**EXERCISE INSTRUCTIONS**
According to the text on the Illinois healthcare transaction legislation, how far ahead of closing must the parties notify the Illinois attorney general?

**DOCUMENT SECTION**
↓↓↓

The legislation would apply only to certain healthcare transactions. Covered transactions include “any merger, acquisition, or contracting affiliation between 2 or more health care facilities or provider organizations not previously under common ownership or contracting affiliation.” A “provider organization” means any entity in the business of healthcare delivery or management that represents at least 20 providers in contracting with payors. A “healthcare facility” covers six types of entities, subject to limited exceptions:
- Licensed ambulatory surgical centers.
- Facilities licensed under the Illinois Hospital Licensing Act.
- State-maintained hospitals, ambulatory surgical centers or kidney disease treatment centers.
- Kidney disease treatment centers.
- Outpatient surgical facilities leased, owned or operated by or on behalf of an out-of-state entity.
- Facilities used for the provision of a healthcare category of service, as defined under the Illinois Health Facilities Planning Act (such as cardiac catheterization and open-heart surgery).
The legislation layers on a materiality threshold for covered transactions involving an out-of-state healthcare entity. These transactions would be subject to the notice requirement only if the out-of-state entity generates at least $10 million in annual revenue from patients residing in Illinois.
Parties to a covered transaction would need to notify the Illinois attorney general of the transaction at least 30 days before closing. The legislation provides three routes to satisfy the notice requirement:
- For covered transactions also subject to the HSR Act, the parties satisfy the notice requirement by submitting a copy of the HSR filing to the attorney general.

↑↑↑

**INFORMATION SUPPLIED**
↓↓↓

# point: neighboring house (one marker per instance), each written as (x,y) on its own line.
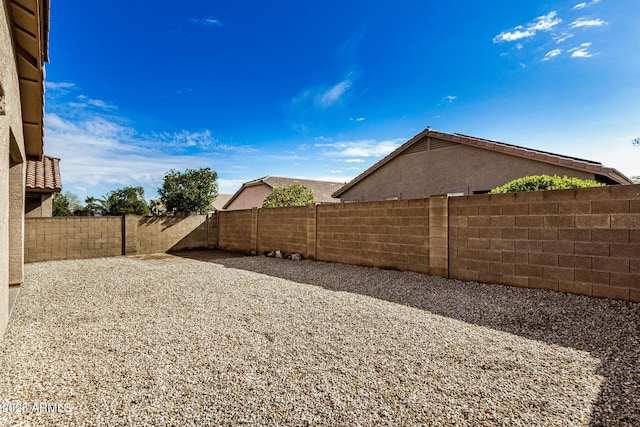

↑↑↑

**SOLUTION TO THIS TASK**
At least 30 days before closing.